> [OBJETIVOS]:
1: Segundo o trecho selecionado, em que data foi concluído no plenário virtual o julgamento que aprovou a súmula vinculante 57?
2: Quais aparelhos multifuncionais o trecho selecionado dá como exemplo ao relatar a argumentação das autoridades fiscais?
3: Transcreva do trecho selecionado a passagem que começa pelas palavras que contêm "Passados 2 (dois)" e termina em "sobre o tema1.".

Passados 2 (dois) anos do trânsito em julgado do Recurso Extraordinário (RE) 330.817, em que o Supremo Tribunal Federal (STF) reconheceu a imunidade tributária aos e-books e aos suportes destinados à sua leitura (como os e-readers), o plenário do Tribunal aprovou a edição de súmula vinculante sobre o tema1.
Em julgamento concluído no plenário virtual, em 14.4.2020, o STF, por unanimidade, aprovou a publicação da súmula vinculante 57, com a seguinte redação: "[a] imunidade tributária constante do art. 150, VI, d, da CF/88 aplica-se à importação e comercialização, no mercado interno, do livro eletrônico (e-book) e dos suportes exclusivamente utilizados para fixá-los, como leitores de livros eletrônicos (e-readers), ainda que possuam funcionalidades acessórias".
A edição da súmula vinculante traz maior segurança jurídica aos contribuintes, pois existem importantes efeitos práticos que devem ser considerados. Mesmo após a publicação da decisão proferida no RE 330.817, ainda existia a necessidade de judicialização do tema.
O alcance da imunidade tributária sobre os leitores de livros eletrônicos ("e-readers") foi amplamente debatido pelo plenário e expressamente afirmado tanto no voto condutor como na ementa do acórdão proferido no RE 330.8172. Naquela ocasião, o plenário do STF deixou claro que a imunidade se aplicaria aos e-readers, ainda que possuíssem funcionalidades acessórias.
Após o julgamento, a Procuradoria Geral da Fazenda Nacional editou a nota SEI 37/2018/CRJ/PGACET/ PGFN-MF, por meio da qual procurou refletir o entendimento adotado pelo STF. Apesar disso, esse entendimento não havia sido refletido pela autoridades fiscais e procuradorias estaduais.
Assim, as empresas, que comercializam os leitores de livros eletrônicos, ainda encontravam resistência por parte das autoridades fiscais, em adotar o entendimento do STF (deixando inclusive de expedirem atos normativos nesse sentido) por ocasião do desembaraço aduaneiro e/ou da comercialização desses leitores eletrônicos no mercado interno.
Em muitos casos, as autoridades fiscais insistem na alegação de que a mero acesso à internet, mesmo que limitado à busca por títulos e download de capas de livros, também afastaria a imunidade dos e-readers. Isso acabava prejudicando a aplicação da imunidade tributária na importação, pois esses argumentos acabavam sendo utilizados para desenquadrar os e-readers e, consequentemente, cobrar os impostos na operação, com a incorreta argumentação de se tratarem de aparelhos multifuncionais (como, por exemplo, a tablets, smartphones, notebooks e outros).
A aprovação da súmula vinculante põe fim a essa discussão. O voto do relator (ministro Dias Toffoli), deixa claro o entendimento de que a imunidade tributária alcança os e-readers, ainda que estejam equipados com funcionalidades acessórias, pois "eles funcionam como o papel dos livros tradicionais impressos e o propósito é justamente mimetizá-lo".

> [DADOS REGISTRADOS]:
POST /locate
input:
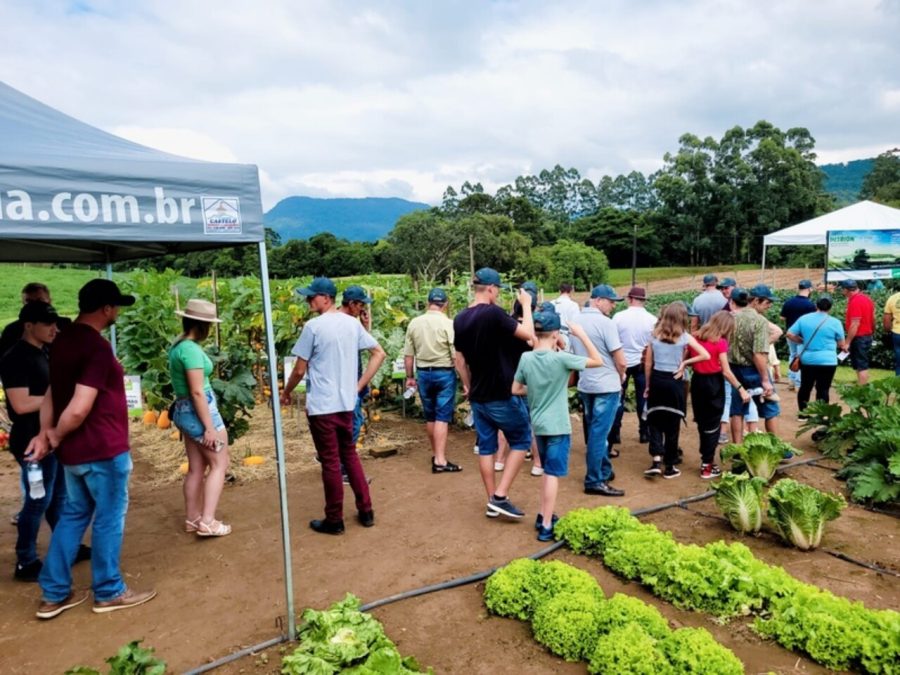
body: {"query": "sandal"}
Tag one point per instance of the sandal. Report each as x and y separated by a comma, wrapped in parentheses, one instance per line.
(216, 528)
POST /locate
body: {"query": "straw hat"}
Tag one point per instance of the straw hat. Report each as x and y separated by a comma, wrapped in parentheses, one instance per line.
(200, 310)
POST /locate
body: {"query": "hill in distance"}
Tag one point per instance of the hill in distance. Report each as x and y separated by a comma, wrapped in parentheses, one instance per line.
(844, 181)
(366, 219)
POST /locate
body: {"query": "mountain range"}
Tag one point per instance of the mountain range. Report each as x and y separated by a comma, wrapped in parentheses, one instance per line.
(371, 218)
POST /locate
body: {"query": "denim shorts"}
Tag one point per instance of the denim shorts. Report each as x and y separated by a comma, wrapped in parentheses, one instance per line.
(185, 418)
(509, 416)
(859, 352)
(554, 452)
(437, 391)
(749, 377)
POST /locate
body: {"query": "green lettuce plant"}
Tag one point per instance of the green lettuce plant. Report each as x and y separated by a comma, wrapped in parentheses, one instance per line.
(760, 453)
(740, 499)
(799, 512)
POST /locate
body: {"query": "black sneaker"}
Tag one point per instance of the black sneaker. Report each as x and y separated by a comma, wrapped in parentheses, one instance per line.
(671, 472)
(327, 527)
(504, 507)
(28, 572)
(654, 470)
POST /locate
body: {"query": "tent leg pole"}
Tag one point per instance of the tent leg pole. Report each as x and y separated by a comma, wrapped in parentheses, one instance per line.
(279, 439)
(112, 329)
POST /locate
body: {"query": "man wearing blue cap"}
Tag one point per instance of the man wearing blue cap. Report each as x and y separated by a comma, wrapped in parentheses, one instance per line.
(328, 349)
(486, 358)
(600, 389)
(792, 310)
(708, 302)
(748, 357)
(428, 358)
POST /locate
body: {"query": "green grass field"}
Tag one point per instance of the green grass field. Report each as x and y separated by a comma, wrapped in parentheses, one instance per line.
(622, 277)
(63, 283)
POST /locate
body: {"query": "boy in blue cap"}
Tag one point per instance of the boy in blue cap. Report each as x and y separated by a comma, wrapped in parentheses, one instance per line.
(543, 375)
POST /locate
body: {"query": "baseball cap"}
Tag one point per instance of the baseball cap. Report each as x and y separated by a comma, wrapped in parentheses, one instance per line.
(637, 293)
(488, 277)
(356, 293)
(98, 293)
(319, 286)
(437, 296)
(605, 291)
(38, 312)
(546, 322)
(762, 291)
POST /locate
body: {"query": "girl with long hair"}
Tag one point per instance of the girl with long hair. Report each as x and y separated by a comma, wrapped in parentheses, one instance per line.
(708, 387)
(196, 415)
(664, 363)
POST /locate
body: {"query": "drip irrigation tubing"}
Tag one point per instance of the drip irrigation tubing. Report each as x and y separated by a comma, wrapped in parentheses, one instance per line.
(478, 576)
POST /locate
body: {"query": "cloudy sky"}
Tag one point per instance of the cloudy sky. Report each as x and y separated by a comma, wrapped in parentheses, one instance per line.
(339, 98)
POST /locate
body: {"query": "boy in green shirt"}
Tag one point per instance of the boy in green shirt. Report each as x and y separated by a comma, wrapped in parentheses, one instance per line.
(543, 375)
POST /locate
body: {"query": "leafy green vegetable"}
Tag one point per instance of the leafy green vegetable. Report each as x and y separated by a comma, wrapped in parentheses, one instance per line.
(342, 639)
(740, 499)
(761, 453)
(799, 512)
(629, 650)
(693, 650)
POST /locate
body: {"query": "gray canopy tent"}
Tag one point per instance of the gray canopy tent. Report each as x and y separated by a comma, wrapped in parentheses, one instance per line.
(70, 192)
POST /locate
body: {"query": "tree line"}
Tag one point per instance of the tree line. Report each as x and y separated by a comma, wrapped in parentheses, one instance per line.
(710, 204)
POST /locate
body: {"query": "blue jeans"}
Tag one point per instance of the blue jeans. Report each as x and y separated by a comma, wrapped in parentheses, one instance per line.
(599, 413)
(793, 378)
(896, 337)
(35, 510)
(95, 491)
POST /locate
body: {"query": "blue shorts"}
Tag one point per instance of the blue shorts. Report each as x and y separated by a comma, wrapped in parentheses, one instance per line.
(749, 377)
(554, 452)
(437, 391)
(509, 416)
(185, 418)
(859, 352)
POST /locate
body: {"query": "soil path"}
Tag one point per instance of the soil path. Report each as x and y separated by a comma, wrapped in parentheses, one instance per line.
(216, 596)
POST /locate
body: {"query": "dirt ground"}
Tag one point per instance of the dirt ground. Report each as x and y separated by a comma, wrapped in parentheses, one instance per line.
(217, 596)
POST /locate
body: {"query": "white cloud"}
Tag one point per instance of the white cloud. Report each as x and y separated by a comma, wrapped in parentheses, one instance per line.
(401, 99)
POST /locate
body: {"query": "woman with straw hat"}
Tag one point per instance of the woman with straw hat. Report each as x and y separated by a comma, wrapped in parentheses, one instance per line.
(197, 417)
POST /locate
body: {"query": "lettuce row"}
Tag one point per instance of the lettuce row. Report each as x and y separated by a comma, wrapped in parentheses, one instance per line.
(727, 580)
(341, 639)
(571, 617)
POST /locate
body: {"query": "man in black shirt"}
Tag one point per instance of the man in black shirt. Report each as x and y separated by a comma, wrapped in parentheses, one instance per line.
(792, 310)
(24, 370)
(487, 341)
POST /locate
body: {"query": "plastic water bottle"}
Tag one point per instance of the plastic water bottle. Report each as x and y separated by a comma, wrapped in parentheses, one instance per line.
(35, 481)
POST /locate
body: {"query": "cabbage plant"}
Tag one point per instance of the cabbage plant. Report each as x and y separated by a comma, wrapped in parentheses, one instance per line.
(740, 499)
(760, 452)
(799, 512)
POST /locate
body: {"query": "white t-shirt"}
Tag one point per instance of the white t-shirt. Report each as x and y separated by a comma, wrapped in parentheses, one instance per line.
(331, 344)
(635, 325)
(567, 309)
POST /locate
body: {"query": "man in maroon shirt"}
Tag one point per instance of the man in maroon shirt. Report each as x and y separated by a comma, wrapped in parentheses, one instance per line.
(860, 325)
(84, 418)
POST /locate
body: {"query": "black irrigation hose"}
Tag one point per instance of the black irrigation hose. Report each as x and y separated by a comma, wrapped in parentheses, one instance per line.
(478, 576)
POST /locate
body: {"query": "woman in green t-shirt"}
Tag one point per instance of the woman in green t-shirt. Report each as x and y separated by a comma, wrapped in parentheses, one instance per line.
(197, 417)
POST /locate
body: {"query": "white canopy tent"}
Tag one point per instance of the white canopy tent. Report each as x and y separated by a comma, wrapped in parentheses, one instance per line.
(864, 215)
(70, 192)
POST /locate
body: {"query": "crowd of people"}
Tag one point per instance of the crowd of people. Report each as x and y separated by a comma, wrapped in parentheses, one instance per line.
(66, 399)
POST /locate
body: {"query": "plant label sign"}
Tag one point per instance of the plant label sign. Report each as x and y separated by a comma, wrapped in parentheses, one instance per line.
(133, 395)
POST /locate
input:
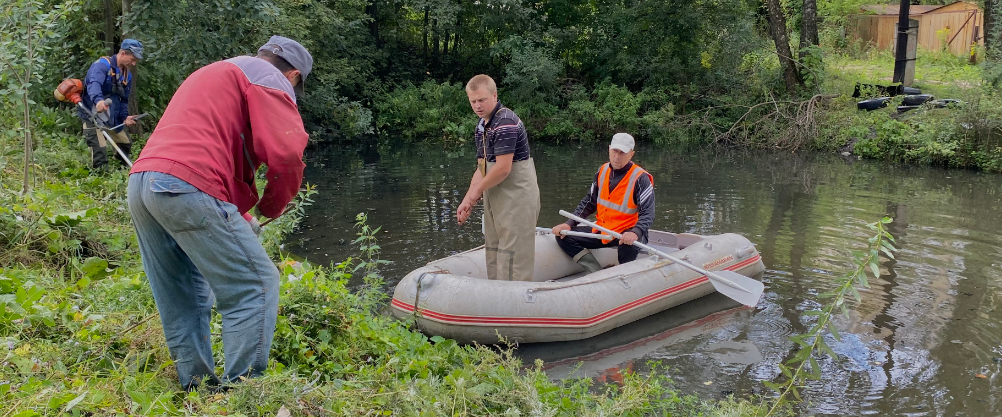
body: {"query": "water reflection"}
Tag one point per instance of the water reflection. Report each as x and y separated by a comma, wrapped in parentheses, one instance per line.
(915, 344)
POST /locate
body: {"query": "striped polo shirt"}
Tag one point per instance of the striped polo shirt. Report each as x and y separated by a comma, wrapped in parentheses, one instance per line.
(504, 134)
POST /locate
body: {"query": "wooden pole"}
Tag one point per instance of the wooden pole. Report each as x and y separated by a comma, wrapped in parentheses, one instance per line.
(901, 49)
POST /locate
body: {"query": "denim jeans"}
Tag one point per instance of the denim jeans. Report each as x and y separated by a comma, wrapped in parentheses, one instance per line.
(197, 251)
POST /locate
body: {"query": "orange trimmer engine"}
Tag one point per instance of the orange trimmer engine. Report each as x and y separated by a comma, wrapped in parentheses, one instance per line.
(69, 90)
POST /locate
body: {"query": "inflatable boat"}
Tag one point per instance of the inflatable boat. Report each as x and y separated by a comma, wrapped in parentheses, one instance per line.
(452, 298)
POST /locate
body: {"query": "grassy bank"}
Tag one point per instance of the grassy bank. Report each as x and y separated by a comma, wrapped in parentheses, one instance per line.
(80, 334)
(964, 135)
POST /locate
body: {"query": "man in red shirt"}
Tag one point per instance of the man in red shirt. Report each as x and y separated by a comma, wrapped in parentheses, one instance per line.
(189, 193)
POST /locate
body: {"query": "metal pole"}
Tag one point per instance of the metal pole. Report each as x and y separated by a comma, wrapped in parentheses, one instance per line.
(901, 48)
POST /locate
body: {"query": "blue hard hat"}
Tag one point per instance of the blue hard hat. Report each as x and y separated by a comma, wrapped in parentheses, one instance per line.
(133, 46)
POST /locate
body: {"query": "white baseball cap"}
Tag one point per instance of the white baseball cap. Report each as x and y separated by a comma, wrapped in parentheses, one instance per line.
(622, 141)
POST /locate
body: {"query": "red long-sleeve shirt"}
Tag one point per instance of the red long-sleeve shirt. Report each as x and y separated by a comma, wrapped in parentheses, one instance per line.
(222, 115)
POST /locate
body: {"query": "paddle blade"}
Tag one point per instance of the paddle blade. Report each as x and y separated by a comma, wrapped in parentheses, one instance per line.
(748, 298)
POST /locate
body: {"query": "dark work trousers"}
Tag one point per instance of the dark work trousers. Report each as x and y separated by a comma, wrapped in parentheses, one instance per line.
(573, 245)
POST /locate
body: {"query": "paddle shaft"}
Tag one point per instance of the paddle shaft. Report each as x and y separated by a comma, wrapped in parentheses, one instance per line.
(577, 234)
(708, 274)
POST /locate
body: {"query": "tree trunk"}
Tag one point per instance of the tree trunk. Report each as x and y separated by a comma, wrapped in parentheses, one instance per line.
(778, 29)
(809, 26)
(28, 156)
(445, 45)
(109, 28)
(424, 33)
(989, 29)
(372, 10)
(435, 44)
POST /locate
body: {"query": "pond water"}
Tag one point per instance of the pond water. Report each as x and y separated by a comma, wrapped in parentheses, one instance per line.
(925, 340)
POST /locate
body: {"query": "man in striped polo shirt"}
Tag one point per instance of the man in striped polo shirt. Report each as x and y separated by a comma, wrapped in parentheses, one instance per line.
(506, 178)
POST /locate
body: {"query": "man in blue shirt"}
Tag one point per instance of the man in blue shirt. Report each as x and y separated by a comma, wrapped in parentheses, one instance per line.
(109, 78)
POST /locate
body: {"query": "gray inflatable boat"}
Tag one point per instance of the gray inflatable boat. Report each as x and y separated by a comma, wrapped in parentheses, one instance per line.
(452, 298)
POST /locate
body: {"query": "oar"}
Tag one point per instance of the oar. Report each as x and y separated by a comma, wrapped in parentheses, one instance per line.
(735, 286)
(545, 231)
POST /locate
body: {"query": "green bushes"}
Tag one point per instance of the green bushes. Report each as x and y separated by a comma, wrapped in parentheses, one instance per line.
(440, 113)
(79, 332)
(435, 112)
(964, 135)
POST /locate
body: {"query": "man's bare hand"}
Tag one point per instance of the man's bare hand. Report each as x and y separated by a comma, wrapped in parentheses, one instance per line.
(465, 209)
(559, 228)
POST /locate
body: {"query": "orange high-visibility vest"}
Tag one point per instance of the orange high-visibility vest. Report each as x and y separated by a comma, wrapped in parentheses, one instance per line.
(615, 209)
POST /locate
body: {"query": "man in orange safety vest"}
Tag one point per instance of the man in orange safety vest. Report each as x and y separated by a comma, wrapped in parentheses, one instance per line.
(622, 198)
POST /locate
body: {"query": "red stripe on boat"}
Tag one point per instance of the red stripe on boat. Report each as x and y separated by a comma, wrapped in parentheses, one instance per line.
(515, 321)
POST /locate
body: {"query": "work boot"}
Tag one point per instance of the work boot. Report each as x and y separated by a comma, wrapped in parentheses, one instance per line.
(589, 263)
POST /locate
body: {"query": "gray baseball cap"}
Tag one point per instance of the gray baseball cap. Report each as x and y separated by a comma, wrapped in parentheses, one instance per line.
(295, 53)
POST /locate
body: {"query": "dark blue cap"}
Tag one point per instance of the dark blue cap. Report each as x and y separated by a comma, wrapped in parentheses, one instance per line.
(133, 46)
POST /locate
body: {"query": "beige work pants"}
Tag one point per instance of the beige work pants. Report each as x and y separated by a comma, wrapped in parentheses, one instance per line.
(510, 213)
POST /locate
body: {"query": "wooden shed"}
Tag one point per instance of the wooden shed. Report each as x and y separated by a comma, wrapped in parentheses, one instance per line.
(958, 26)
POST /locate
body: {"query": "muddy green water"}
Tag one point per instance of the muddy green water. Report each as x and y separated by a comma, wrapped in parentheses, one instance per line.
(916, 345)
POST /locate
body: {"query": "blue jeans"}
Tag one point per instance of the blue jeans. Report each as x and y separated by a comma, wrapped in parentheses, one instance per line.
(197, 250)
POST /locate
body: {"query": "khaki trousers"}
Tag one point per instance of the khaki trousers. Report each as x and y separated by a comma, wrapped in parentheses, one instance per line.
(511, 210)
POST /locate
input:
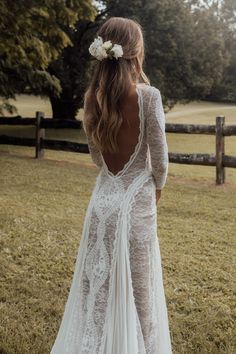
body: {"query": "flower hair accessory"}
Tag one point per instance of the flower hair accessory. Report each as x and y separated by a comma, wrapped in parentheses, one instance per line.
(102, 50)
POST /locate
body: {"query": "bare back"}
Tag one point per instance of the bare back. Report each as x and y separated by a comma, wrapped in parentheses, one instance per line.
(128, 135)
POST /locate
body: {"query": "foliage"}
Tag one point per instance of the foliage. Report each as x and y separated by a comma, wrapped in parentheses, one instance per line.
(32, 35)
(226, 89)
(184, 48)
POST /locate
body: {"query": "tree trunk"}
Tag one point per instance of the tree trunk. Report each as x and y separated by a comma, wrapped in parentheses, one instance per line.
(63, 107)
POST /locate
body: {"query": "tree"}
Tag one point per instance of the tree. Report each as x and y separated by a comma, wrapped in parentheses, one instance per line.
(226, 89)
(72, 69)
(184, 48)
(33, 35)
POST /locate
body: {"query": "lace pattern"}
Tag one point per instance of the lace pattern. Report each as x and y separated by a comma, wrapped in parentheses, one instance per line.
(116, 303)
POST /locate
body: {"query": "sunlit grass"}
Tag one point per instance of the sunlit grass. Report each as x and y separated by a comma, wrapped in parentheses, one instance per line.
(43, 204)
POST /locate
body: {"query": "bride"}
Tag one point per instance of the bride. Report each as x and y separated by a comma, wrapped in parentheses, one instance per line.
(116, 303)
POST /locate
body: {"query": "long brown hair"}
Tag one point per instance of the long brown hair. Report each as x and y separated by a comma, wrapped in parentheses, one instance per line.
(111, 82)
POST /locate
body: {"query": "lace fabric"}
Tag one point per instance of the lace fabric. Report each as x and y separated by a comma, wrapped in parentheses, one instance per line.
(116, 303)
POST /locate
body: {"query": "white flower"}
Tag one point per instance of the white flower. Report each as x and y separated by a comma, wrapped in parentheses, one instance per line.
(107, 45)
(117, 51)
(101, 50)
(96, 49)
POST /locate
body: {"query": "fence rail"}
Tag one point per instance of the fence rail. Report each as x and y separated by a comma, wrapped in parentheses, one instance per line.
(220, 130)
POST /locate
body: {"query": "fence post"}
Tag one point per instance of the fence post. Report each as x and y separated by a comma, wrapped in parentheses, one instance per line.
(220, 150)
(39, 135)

> [EXERCÍCIOS RESOLVIDOS]:
1: Em 14.4.2020.

2: Tablets, smartphones e notebooks.

3:
Passados 2 (dois) anos do trânsito em julgado do Recurso Extraordinário (RE) 330.817, em que o Supremo Tribunal Federal (STF) reconheceu a imunidade tributária aos e-books e aos suportes destinados à sua leitura (como os e-readers), o plenário do Tribunal aprovou a edição de súmula vinculante sobre o tema1.